* _TASK GOAL_:
Using the entries below, say how many of the lines carry "cream". Write the number alone.

▼

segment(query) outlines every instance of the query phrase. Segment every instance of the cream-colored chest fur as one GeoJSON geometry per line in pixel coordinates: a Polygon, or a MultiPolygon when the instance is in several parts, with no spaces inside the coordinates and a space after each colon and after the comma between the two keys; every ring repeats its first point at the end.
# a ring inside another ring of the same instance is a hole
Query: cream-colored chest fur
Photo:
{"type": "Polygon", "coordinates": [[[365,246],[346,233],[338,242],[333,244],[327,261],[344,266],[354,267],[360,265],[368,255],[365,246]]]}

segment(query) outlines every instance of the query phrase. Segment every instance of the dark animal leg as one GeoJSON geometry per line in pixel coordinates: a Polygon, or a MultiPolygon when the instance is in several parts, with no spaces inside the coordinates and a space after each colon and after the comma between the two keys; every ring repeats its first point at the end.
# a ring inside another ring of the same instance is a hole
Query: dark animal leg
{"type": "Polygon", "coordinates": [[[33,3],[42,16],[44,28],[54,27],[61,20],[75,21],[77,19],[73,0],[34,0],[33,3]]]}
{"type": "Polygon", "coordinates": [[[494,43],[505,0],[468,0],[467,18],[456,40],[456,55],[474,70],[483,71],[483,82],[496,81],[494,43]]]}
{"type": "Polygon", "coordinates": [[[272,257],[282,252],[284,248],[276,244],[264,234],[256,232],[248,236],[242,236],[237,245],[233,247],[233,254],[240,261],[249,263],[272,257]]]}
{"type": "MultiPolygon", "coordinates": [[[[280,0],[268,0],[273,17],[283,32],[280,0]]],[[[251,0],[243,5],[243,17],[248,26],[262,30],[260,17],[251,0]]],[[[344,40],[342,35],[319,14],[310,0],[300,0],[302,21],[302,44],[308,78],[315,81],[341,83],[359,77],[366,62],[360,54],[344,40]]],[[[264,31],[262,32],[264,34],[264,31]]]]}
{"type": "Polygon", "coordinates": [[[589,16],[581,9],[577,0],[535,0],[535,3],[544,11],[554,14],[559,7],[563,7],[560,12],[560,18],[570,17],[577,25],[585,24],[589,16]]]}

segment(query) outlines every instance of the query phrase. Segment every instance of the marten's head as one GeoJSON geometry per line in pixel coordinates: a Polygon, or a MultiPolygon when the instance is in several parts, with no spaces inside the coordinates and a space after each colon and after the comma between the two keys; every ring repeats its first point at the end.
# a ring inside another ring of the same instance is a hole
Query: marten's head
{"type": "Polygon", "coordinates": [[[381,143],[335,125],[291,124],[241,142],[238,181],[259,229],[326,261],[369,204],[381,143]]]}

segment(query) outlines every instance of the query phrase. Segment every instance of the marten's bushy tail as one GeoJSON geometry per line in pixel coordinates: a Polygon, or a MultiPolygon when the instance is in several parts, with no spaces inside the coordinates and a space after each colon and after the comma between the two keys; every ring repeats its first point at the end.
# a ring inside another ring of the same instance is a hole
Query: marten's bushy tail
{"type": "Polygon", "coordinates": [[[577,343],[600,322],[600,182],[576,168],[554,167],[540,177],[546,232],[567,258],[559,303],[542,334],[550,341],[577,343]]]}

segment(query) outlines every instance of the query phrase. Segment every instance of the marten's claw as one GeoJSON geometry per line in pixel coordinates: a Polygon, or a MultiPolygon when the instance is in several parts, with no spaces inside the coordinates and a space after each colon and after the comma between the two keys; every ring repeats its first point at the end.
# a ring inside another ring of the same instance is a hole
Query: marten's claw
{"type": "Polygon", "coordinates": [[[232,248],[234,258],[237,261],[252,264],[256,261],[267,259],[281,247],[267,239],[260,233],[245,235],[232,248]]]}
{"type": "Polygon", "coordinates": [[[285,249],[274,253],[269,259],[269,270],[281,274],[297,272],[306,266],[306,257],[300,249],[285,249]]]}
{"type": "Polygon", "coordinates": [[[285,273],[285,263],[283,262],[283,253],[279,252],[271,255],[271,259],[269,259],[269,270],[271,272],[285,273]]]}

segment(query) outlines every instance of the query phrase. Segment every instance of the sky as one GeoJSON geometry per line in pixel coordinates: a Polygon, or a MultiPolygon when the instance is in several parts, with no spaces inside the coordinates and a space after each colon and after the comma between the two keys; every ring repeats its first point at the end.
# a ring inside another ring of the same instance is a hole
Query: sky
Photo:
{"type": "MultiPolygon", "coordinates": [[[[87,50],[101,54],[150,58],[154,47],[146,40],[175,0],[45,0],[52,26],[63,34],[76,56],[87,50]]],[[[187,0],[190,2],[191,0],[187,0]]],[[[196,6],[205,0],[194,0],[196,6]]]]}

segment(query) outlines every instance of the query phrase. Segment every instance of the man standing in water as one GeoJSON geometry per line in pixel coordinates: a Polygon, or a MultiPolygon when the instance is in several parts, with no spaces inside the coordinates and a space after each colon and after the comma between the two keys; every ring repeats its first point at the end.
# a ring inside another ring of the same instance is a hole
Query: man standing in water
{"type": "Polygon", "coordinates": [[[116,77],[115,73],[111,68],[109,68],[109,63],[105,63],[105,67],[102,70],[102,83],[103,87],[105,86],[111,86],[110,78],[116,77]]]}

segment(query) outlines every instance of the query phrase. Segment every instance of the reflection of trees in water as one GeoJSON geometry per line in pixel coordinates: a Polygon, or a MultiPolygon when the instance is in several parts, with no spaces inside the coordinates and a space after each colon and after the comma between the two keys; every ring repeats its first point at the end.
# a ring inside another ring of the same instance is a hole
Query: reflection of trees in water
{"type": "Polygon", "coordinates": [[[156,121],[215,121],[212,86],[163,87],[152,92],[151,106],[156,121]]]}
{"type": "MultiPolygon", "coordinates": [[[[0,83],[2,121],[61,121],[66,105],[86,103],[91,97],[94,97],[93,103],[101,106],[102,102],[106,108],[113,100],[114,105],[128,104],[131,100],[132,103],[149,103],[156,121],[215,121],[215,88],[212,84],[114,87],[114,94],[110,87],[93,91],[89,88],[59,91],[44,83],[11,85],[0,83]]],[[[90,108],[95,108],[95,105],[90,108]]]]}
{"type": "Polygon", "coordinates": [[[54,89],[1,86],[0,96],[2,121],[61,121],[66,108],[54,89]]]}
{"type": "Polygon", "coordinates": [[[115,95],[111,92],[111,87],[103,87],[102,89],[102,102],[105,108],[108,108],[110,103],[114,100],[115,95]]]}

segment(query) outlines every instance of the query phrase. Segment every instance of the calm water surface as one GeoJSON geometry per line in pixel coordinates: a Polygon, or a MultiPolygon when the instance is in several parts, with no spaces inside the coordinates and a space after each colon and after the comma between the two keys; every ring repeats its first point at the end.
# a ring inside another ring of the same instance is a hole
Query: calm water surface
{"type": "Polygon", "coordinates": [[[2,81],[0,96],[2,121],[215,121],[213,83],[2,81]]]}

▲
▼

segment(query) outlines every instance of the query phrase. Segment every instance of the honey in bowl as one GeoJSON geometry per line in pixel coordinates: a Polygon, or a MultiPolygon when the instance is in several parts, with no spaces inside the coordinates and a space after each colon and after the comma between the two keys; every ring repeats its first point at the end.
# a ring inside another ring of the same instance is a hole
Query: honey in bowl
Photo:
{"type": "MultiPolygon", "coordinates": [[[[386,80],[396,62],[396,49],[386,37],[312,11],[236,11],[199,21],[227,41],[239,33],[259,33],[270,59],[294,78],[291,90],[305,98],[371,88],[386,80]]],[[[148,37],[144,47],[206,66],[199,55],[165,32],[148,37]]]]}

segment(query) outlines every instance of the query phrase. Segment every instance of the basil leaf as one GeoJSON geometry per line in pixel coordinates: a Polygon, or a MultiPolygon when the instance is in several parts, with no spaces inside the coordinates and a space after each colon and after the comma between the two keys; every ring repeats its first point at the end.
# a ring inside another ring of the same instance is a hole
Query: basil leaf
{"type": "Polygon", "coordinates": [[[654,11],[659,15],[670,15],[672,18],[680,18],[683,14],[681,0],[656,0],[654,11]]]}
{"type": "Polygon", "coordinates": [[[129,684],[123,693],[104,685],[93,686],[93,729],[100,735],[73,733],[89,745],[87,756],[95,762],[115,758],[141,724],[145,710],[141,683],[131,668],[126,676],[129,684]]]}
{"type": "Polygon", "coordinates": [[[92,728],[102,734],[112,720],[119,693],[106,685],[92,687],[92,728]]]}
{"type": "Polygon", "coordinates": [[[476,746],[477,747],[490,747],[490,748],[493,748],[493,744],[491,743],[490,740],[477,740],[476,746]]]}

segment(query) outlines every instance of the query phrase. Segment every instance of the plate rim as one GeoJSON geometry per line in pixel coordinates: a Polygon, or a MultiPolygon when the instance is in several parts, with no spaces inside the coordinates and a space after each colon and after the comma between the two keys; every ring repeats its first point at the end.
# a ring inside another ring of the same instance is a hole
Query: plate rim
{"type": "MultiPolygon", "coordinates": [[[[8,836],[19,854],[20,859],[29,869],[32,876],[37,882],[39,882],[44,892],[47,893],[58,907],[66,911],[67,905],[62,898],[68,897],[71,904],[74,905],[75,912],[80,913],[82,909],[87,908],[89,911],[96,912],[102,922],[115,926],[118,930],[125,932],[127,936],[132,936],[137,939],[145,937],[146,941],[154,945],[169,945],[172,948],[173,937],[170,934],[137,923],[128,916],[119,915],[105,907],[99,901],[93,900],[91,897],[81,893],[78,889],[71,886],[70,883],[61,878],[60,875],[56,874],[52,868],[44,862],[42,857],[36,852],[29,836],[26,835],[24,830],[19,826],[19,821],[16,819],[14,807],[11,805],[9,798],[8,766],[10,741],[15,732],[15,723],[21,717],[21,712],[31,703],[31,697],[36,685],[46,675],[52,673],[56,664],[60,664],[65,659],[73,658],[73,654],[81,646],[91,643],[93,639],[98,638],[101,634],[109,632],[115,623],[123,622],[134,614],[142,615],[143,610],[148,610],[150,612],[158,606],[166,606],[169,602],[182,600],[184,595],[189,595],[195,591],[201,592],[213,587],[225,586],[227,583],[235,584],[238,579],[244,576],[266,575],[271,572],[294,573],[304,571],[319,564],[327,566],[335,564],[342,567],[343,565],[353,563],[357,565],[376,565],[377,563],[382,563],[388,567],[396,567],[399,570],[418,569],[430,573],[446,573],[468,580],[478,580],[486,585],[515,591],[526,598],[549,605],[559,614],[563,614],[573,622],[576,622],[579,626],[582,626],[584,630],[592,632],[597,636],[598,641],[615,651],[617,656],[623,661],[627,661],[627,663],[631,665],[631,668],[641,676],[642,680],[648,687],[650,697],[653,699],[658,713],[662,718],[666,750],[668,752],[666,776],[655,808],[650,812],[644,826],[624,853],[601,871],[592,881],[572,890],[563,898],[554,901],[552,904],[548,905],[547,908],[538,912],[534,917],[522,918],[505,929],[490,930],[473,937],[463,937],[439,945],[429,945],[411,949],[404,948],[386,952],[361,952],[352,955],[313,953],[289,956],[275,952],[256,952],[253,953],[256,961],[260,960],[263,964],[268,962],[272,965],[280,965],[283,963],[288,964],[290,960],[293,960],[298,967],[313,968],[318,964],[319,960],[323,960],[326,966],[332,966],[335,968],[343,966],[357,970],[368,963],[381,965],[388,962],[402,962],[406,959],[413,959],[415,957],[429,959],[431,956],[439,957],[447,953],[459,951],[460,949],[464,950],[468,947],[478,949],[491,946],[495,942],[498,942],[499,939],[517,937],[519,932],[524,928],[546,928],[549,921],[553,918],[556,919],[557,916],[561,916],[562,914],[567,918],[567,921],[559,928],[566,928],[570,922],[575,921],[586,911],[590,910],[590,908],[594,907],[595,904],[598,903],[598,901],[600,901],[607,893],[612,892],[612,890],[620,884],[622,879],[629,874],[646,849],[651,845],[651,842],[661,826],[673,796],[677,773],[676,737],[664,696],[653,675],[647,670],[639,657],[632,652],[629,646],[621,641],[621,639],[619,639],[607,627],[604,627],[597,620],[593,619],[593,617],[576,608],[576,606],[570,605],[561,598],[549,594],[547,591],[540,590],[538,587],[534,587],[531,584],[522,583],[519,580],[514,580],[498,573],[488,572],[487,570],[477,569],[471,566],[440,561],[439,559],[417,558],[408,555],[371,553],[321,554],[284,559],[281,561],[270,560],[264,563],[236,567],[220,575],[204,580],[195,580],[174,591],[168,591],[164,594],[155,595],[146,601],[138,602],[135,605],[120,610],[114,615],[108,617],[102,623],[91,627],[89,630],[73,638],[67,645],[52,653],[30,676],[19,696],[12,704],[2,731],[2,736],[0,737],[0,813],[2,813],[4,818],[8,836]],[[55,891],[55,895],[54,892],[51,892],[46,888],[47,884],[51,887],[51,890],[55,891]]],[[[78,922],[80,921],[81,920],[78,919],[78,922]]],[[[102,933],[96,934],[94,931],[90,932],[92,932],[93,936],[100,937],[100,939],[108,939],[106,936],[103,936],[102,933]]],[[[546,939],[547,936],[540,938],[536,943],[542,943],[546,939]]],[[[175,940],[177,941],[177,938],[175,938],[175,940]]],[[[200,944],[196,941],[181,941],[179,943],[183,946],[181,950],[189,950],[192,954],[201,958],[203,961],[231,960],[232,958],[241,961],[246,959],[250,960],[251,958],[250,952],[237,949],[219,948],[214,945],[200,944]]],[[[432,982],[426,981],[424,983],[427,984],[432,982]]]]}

▲
▼

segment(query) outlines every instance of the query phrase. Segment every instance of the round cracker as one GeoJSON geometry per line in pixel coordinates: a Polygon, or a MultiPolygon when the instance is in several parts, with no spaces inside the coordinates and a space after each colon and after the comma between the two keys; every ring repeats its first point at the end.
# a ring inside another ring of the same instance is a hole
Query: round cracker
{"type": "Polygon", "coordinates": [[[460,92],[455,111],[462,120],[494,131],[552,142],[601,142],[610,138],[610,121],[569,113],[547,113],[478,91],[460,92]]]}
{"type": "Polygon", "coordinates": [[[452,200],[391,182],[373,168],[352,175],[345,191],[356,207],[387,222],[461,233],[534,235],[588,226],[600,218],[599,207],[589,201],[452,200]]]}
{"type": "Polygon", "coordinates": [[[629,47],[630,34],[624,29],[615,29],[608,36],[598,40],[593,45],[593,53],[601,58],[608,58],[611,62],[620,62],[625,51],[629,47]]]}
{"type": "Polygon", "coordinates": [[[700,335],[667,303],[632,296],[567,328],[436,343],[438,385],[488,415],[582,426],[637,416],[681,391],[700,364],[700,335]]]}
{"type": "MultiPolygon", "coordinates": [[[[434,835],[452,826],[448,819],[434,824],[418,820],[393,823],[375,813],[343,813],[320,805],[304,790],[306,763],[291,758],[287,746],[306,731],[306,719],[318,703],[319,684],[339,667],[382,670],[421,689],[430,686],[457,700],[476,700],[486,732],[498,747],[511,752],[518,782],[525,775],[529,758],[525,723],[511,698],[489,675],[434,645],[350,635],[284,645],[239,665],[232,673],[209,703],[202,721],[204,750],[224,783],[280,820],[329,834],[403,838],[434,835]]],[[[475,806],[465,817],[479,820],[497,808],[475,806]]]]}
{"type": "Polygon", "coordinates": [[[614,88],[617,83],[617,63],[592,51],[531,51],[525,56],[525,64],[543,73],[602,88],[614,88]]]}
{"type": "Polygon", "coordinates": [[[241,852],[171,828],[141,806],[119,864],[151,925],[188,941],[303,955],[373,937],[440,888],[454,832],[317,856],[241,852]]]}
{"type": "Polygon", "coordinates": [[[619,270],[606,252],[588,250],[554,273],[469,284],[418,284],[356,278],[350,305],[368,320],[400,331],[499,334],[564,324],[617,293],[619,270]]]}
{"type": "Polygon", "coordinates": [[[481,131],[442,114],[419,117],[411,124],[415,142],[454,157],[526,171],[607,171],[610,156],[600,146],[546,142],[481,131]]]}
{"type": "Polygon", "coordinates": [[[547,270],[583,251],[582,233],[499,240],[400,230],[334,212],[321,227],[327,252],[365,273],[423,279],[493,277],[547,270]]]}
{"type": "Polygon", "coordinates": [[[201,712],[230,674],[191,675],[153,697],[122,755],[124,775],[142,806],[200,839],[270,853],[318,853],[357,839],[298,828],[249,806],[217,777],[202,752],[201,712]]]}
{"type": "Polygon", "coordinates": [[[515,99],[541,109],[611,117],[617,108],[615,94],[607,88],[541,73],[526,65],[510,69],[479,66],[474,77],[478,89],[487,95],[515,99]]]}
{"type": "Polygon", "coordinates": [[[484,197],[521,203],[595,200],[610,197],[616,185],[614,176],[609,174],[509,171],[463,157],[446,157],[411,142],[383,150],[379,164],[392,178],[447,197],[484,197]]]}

▲

* _SOLUTION TO THIS EXERCISE_:
2